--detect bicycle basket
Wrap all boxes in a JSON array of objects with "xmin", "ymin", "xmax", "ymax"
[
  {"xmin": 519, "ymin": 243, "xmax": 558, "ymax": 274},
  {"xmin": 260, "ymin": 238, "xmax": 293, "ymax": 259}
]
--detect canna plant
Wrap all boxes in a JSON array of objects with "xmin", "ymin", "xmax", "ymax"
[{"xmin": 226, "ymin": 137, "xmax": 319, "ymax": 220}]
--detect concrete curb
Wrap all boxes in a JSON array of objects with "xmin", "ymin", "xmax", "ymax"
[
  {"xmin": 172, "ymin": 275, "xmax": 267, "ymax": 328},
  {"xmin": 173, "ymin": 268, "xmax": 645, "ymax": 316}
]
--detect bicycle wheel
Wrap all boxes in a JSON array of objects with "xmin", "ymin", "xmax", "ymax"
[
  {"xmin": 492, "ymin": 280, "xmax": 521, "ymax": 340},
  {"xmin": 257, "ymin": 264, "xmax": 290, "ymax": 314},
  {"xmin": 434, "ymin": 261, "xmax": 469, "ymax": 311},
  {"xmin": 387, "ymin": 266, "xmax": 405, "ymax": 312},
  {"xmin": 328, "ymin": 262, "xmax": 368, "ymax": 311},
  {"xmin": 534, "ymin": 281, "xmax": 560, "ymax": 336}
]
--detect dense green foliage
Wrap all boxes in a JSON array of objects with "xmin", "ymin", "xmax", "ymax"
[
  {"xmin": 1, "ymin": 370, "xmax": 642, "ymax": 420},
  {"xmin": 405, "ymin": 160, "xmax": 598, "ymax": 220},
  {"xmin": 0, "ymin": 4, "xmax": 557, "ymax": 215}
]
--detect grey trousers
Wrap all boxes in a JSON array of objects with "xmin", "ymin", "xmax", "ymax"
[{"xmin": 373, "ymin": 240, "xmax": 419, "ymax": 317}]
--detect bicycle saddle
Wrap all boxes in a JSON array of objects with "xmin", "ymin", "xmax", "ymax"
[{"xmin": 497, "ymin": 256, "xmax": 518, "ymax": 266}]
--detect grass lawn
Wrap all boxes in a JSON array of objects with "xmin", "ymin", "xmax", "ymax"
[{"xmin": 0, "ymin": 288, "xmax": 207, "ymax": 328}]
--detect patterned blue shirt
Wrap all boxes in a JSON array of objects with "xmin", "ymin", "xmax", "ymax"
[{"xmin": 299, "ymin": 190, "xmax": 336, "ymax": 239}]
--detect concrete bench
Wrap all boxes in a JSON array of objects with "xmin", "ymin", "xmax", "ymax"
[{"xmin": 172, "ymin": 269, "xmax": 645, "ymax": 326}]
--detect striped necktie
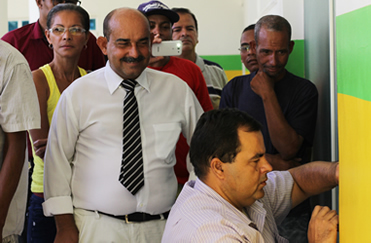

## REQUIRED WORK
Quote the full listing above word for word; exclude every picture from the copy.

## SOLUTION
--detect bicycle basket
Wrap all boxes in a JSON array of objects with "xmin", "ymin", "xmax", "ymax"
[
  {"xmin": 519, "ymin": 243, "xmax": 558, "ymax": 274},
  {"xmin": 260, "ymin": 238, "xmax": 293, "ymax": 259}
]
--detect canna plant
Wrap all boxes in a JSON array of objects with "xmin", "ymin", "xmax", "ymax"
[{"xmin": 226, "ymin": 137, "xmax": 319, "ymax": 220}]
--detect concrete curb
Wrap all boxes in a JSON array of objects with "xmin", "ymin", "xmax", "ymax"
[
  {"xmin": 172, "ymin": 275, "xmax": 267, "ymax": 328},
  {"xmin": 173, "ymin": 268, "xmax": 645, "ymax": 316}
]
--detect bicycle wheel
Wrap all boxes in a JSON array of objects with "xmin", "ymin", "xmax", "ymax"
[
  {"xmin": 492, "ymin": 280, "xmax": 521, "ymax": 340},
  {"xmin": 257, "ymin": 264, "xmax": 290, "ymax": 314},
  {"xmin": 434, "ymin": 261, "xmax": 469, "ymax": 311},
  {"xmin": 387, "ymin": 266, "xmax": 405, "ymax": 312},
  {"xmin": 328, "ymin": 262, "xmax": 368, "ymax": 311},
  {"xmin": 534, "ymin": 281, "xmax": 560, "ymax": 336}
]
--detect dense green foliage
Wrap all boxes in a JSON array of objects with "xmin", "ymin", "xmax", "ymax"
[
  {"xmin": 1, "ymin": 370, "xmax": 642, "ymax": 420},
  {"xmin": 405, "ymin": 160, "xmax": 598, "ymax": 220},
  {"xmin": 0, "ymin": 4, "xmax": 557, "ymax": 215}
]
--detect grey trousers
Wrap all boxes in a JSON array of objects with "xmin", "ymin", "xmax", "ymax"
[{"xmin": 373, "ymin": 240, "xmax": 419, "ymax": 317}]
--detect bicycle saddle
Wrap all boxes in a JSON array of objects with "xmin", "ymin", "xmax", "ymax"
[{"xmin": 497, "ymin": 256, "xmax": 518, "ymax": 266}]
--detect grass lawn
Wrap all boxes in a JSON array of objects with "xmin", "ymin", "xmax", "ymax"
[{"xmin": 0, "ymin": 288, "xmax": 207, "ymax": 328}]
--detect patterned blue shirt
Wrap all boxes in a JSON array of objects with "xmin", "ymin", "xmax", "ymax"
[{"xmin": 299, "ymin": 190, "xmax": 336, "ymax": 239}]
--detect concrete bench
Wrap all boxes in a JSON array of objects with "xmin", "ymin", "xmax", "ymax"
[{"xmin": 172, "ymin": 269, "xmax": 645, "ymax": 326}]
--detect striped necktie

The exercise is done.